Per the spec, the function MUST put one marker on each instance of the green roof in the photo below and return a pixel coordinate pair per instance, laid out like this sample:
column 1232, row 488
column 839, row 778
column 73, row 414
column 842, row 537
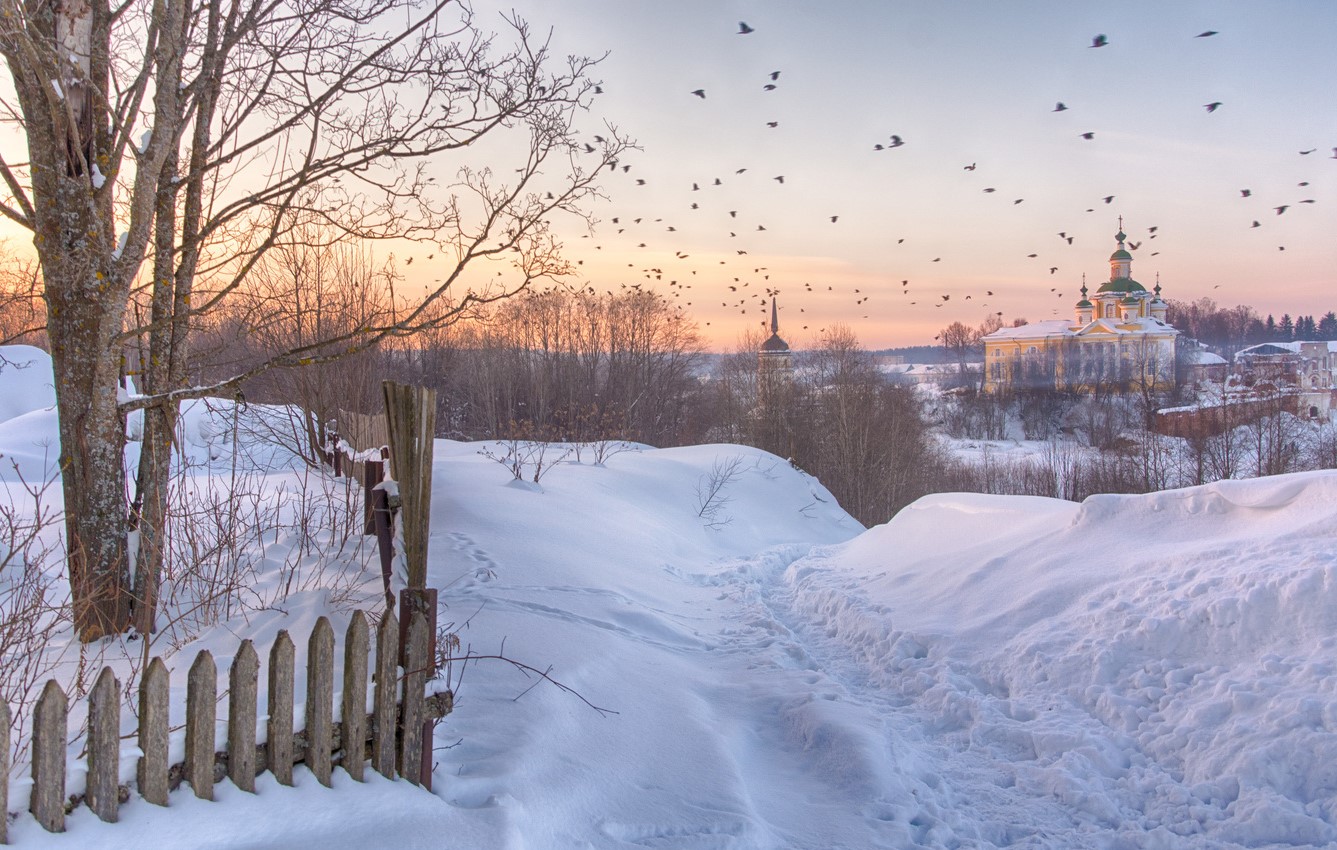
====
** To do **
What's needed is an exact copy of every entry, minus the pictures.

** Your solution **
Per the spec, the function MUST put one marker on each instance of the green roof in the photo below and return a pixel coordinate pair per instance, laid out like this sample:
column 1232, row 488
column 839, row 778
column 73, row 414
column 842, row 537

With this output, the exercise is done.